Copy out the blog post starting with "It is hard to" and going on through "SEM will develop.", but change "bran cereal" to "oat porridge".

#### TEXT SHOWN

Where is Sport and Exercise Medicine heading?

Guest Blog by Dr Pria Krishnasamy

The UK trainee perspective (The BJSM blog features the trainee perspective every two weeks)*


As I edge closer to the crossroads of my own career, I muse aloud as to where Sport and Exercise Medicine (SEM) is heading?  Is the majority of our workload going to involve musculoskeletal medicine or should the young generation coming through break free from the current mould and realize the vision of Exercise Medicine that the Faculty (FSEM) have fought so hard to promote and to what our specialty owes its existence?  I feel the urge to answer the call of cynics …

It is hard to believe bygone statements like these (in the caption) in current times.  However, I should say that Sir William Arbuthnot Lane started promoting exercise, fruit and vegetables and bran cereal as an answer to bowel problems in 1925, a good 40 years ahead of his time.  We now know that exercise should be undertaken at a sufficient intensity to make one at least moderately breathless.  Those who have gradually built endurance over time can be encouraged to perform vigorous intensity activity.  My mission is to spread the word of exercise and share a way in which SEM will develop.

########
#### SUPPLIED ENTRIES

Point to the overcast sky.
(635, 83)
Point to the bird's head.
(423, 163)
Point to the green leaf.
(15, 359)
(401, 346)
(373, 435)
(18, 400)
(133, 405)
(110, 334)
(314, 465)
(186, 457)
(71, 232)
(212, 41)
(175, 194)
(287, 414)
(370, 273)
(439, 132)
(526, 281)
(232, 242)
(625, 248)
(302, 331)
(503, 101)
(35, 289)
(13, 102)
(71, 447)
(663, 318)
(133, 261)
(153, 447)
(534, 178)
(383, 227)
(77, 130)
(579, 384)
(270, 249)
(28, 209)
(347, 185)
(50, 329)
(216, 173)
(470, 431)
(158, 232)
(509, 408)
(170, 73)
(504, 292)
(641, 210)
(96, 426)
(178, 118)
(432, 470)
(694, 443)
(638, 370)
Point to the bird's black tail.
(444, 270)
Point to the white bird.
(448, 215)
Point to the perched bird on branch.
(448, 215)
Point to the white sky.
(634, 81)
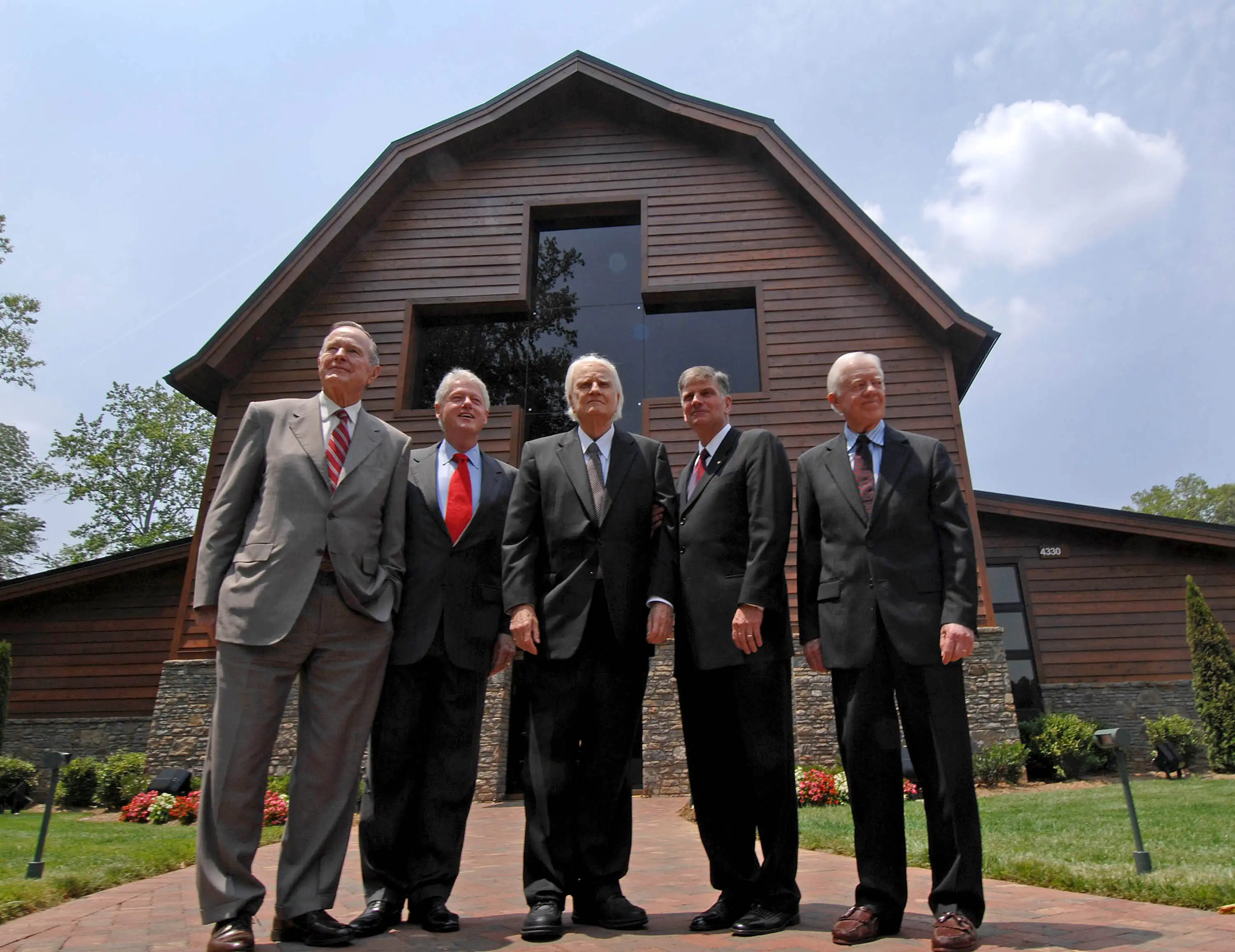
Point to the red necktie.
(336, 451)
(459, 500)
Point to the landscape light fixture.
(1117, 739)
(52, 761)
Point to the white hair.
(375, 359)
(575, 369)
(460, 375)
(839, 372)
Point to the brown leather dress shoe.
(233, 935)
(954, 933)
(856, 926)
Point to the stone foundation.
(1125, 704)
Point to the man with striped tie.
(450, 636)
(299, 567)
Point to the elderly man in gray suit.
(299, 567)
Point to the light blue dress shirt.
(876, 438)
(446, 471)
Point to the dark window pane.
(1004, 587)
(725, 340)
(1016, 634)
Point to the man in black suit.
(588, 587)
(733, 662)
(887, 599)
(450, 636)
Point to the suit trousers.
(937, 729)
(422, 776)
(585, 715)
(738, 724)
(339, 656)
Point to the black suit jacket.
(734, 537)
(456, 584)
(914, 561)
(554, 540)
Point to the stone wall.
(1125, 704)
(28, 737)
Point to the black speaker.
(172, 781)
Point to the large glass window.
(1009, 605)
(587, 298)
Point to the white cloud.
(874, 210)
(1040, 181)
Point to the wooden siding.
(709, 220)
(94, 649)
(1113, 609)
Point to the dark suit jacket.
(456, 584)
(914, 561)
(554, 540)
(733, 539)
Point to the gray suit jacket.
(457, 586)
(913, 561)
(273, 516)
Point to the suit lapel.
(622, 455)
(570, 454)
(307, 428)
(896, 455)
(424, 477)
(840, 470)
(714, 466)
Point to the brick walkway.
(669, 877)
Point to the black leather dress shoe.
(722, 915)
(380, 917)
(761, 922)
(614, 912)
(318, 928)
(434, 917)
(543, 923)
(233, 935)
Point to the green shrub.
(79, 779)
(13, 772)
(1177, 730)
(5, 681)
(121, 777)
(1061, 746)
(1000, 763)
(1213, 679)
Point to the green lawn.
(1080, 839)
(84, 856)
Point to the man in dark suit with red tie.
(887, 599)
(733, 661)
(450, 636)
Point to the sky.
(1064, 170)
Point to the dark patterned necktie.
(597, 479)
(864, 472)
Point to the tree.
(1213, 679)
(144, 476)
(1192, 498)
(16, 318)
(20, 481)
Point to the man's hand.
(660, 624)
(503, 653)
(814, 656)
(955, 642)
(208, 618)
(525, 629)
(748, 621)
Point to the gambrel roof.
(577, 78)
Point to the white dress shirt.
(876, 438)
(446, 472)
(329, 422)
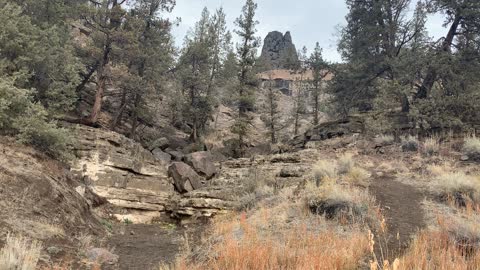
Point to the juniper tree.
(299, 107)
(318, 67)
(247, 82)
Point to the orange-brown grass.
(436, 250)
(269, 238)
(454, 245)
(296, 248)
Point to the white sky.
(308, 21)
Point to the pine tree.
(300, 108)
(104, 18)
(246, 51)
(271, 111)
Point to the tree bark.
(432, 73)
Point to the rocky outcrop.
(184, 177)
(38, 200)
(278, 51)
(161, 156)
(202, 162)
(204, 203)
(121, 170)
(329, 130)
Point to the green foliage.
(43, 56)
(246, 51)
(20, 116)
(446, 113)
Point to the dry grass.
(358, 176)
(344, 203)
(431, 146)
(410, 144)
(471, 147)
(458, 187)
(384, 139)
(279, 237)
(454, 245)
(323, 170)
(19, 253)
(345, 163)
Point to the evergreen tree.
(246, 51)
(300, 108)
(271, 111)
(147, 50)
(319, 70)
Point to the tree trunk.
(135, 116)
(123, 106)
(315, 109)
(97, 105)
(432, 74)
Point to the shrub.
(323, 169)
(409, 144)
(345, 164)
(471, 147)
(278, 236)
(358, 176)
(336, 201)
(20, 116)
(19, 253)
(384, 139)
(431, 146)
(459, 187)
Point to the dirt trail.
(401, 205)
(144, 247)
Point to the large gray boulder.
(203, 164)
(161, 143)
(184, 177)
(161, 156)
(329, 130)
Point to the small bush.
(336, 201)
(358, 176)
(459, 187)
(345, 164)
(19, 253)
(410, 144)
(384, 140)
(454, 245)
(20, 116)
(324, 169)
(431, 146)
(471, 147)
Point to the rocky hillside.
(40, 200)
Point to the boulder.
(202, 162)
(203, 203)
(176, 155)
(329, 130)
(290, 172)
(161, 156)
(161, 143)
(102, 256)
(120, 170)
(184, 177)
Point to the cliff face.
(278, 51)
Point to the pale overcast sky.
(308, 21)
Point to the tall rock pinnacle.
(278, 51)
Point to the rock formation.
(278, 51)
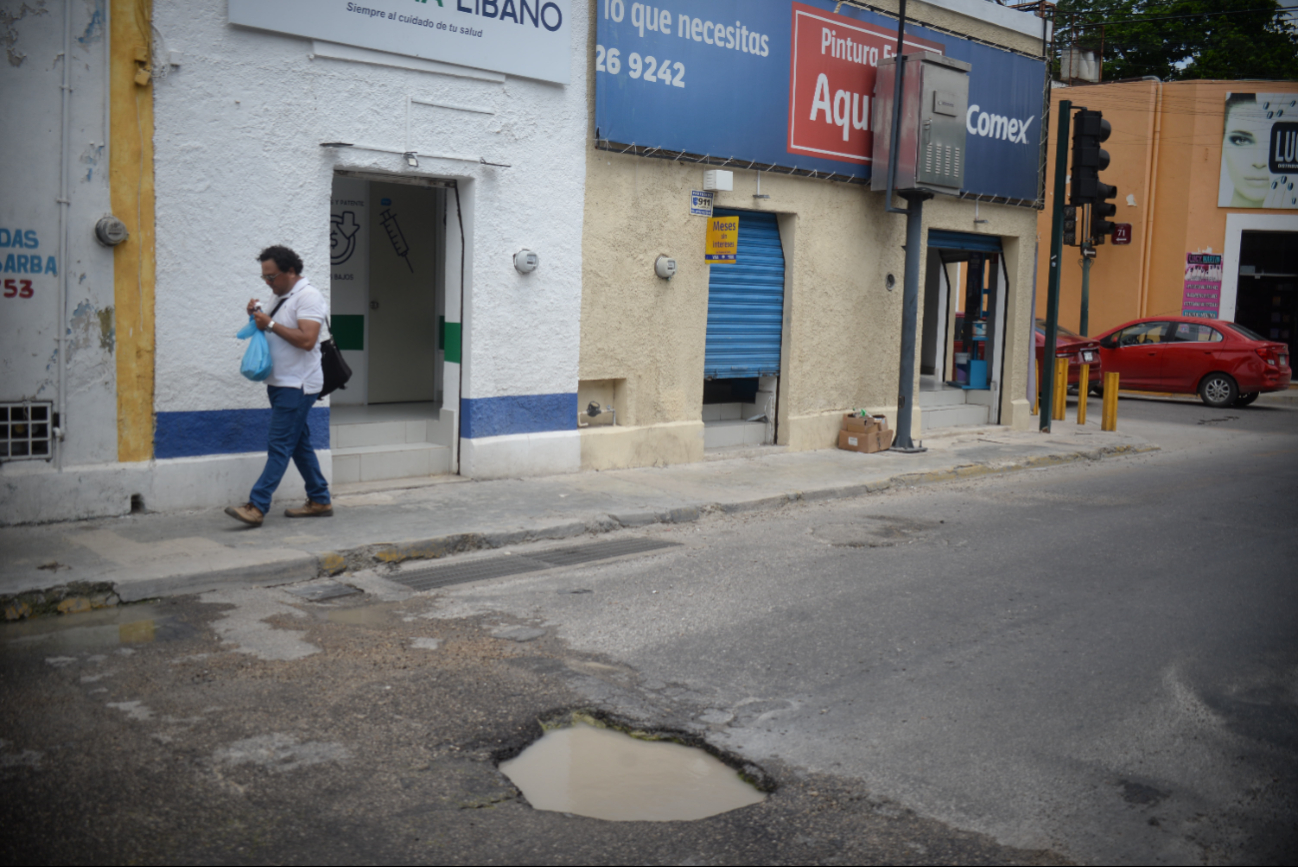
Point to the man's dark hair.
(286, 260)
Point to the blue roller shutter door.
(745, 303)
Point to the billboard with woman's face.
(1259, 151)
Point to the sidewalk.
(90, 563)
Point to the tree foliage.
(1184, 39)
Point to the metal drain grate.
(478, 570)
(27, 430)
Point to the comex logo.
(996, 126)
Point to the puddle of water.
(88, 631)
(604, 774)
(364, 614)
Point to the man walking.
(292, 330)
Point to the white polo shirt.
(293, 367)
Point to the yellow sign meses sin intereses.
(722, 240)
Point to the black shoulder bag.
(334, 366)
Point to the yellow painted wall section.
(1166, 151)
(131, 188)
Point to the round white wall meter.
(110, 231)
(526, 261)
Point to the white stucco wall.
(239, 166)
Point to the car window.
(1196, 332)
(1141, 334)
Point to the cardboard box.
(875, 440)
(858, 425)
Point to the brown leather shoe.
(247, 513)
(312, 510)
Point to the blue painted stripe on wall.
(517, 414)
(225, 431)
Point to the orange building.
(1181, 197)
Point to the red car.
(1079, 351)
(1223, 362)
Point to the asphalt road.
(1090, 663)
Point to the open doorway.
(962, 335)
(397, 327)
(1267, 288)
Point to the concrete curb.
(439, 547)
(281, 571)
(288, 570)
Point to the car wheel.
(1218, 391)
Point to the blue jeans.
(290, 438)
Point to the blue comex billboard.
(788, 85)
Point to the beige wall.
(643, 338)
(1166, 151)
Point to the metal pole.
(1055, 252)
(1085, 292)
(65, 144)
(909, 318)
(893, 134)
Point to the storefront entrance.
(745, 326)
(396, 325)
(1267, 290)
(963, 330)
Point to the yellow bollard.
(1061, 396)
(1083, 392)
(1109, 421)
(1036, 397)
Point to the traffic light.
(1088, 158)
(1070, 225)
(1102, 210)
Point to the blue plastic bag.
(256, 365)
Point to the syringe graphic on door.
(393, 230)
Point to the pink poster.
(1202, 295)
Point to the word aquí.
(849, 110)
(25, 262)
(645, 17)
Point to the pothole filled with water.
(90, 631)
(605, 774)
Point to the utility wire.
(1192, 14)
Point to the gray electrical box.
(931, 146)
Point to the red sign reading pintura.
(833, 64)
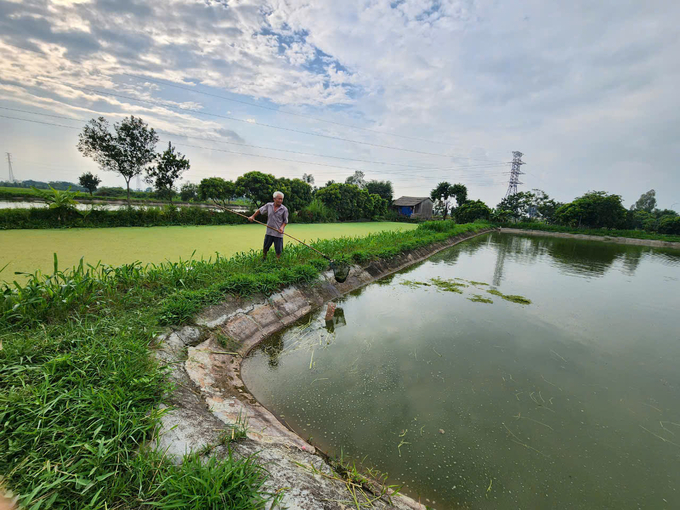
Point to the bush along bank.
(79, 391)
(632, 234)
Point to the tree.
(594, 209)
(440, 196)
(544, 205)
(298, 193)
(89, 182)
(188, 191)
(217, 189)
(257, 187)
(518, 205)
(358, 179)
(61, 202)
(669, 225)
(471, 211)
(171, 165)
(382, 188)
(646, 202)
(127, 152)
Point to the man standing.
(277, 219)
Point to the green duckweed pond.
(570, 402)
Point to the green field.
(29, 250)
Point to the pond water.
(572, 401)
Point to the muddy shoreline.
(204, 361)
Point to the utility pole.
(515, 173)
(9, 164)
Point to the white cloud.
(582, 88)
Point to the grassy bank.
(78, 389)
(136, 197)
(31, 250)
(633, 234)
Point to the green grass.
(11, 193)
(632, 234)
(79, 389)
(31, 250)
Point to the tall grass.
(79, 391)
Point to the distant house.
(414, 207)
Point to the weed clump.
(448, 285)
(477, 298)
(411, 284)
(510, 297)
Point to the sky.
(411, 91)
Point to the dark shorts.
(277, 241)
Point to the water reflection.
(565, 403)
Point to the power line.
(515, 173)
(214, 149)
(489, 164)
(253, 122)
(9, 165)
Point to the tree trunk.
(127, 183)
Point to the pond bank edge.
(204, 362)
(655, 243)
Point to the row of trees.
(130, 150)
(594, 209)
(345, 201)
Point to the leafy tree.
(188, 191)
(127, 151)
(594, 209)
(471, 211)
(660, 213)
(669, 225)
(544, 205)
(217, 189)
(358, 179)
(89, 182)
(440, 196)
(257, 187)
(646, 202)
(382, 188)
(351, 203)
(169, 167)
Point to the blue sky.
(433, 90)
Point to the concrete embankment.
(209, 396)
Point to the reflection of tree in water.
(450, 255)
(521, 249)
(337, 321)
(592, 258)
(631, 259)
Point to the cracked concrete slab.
(209, 397)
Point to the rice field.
(31, 250)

########

§ RESULT FOR THIS TASK
It is hard to believe bygone statements like these (in the caption) in current times.  However, I should say that Sir William Arbuthnot Lane started promoting exercise, fruit and vegetables and oat porridge as an answer to bowel problems in 1925, a good 40 years ahead of his time.  We now know that exercise should be undertaken at a sufficient intensity to make one at least moderately breathless.  Those who have gradually built endurance over time can be encouraged to perform vigorous intensity activity.  My mission is to spread the word of exercise and share a way in which SEM will develop.